Submitted by Dr. Rob Lamberts on Fri, 07/28/2006 - 4:11am.

The one person left out of this mix is the artist, who gets the table scraps from Sony.  Some have taken their music directly to consumers through the internet, but is there a real business model for that?  I understand each of the perspectives in this case and think there are valid points for each of them.  Free access to copyrighted material is not right, but the monolythic presence of the recording industry is not a good thing either.

In medicine, there is no monolyth (unless you believe some of the conspiracy theorists).  Physicians are all independent from each other.  Yet there is a real question of how we are going to operate in this new world of the internet.  How do we handle those people who write on the blog with real medical questions?  How do we handle patients who want to handle their problems over the internet.  In some ways, they just want to get free medicine and take away my source of income.  Patients often seem bothered by the fact that we charge for our services.  They think we should be altruistic and be willing to give them what they want when they want it.  I am reluctant to do that, but I do understand why they feel that way.

I really dont know where this will end up in either circumstance (music and medicine).

Rob

Augusta, GA

New Websites:

Musings of a Distractible Mind

Ambulatorycomputing.com

 

Submitted by hippocrates on Fri, 07/28/2006 - 5:21am.

* Task requirements
(a) In the comment, who is said to get the table scraps from Sony?
(b) Sum up the comment in two sentences.
(c) Please duplicate the comment from "In medicine, there" to "(music and medicine).".

Spatial localization data
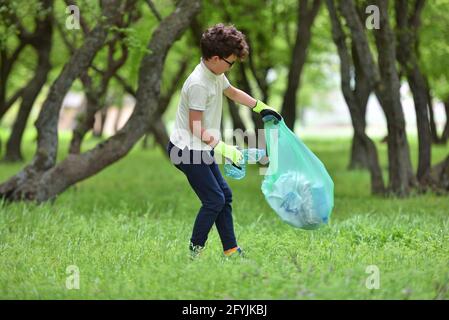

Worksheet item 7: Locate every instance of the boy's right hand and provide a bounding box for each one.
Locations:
[214,141,243,165]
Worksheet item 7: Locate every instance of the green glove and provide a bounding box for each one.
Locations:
[214,141,243,164]
[253,100,282,120]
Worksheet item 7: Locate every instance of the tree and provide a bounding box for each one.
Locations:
[326,0,385,194]
[395,0,432,185]
[4,0,53,161]
[339,0,415,196]
[282,0,321,129]
[0,0,200,202]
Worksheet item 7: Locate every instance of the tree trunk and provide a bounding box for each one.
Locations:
[0,0,200,202]
[441,98,449,143]
[395,0,432,185]
[426,78,441,144]
[430,156,449,192]
[69,92,100,154]
[282,0,321,130]
[339,0,416,196]
[326,0,385,194]
[4,1,53,162]
[348,44,372,170]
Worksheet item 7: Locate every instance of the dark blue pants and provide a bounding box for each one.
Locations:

* Answers per task
(a) The artist.

(b) The writer sees valid points on each side of the music dispute: free access to copyrighted material is not right, but neither is the recording industry's monolithic presence, and the artist is left out. Physicians are independent of each other, but medicine also faces the question of how to handle patients who want care over the internet, and the writer does not know where either situation will end up.

(c)
In medicine, there is no monolyth (unless you believe some of the conspiracy theorists).  Physicians are all independent from each other.  Yet there is a real question of how we are going to operate in this new world of the internet.  How do we handle those people who write on the blog with real medical questions?  How do we handle patients who want to handle their problems over the internet.  In some ways, they just want to get free medicine and take away my source of income.  Patients often seem bothered by the fact that we charge for our services.  They think we should be altruistic and be willing to give them what they want when they want it.  I am reluctant to do that, but I do understand why they feel that way.

I really dont know where this will end up in either circumstance (music and medicine).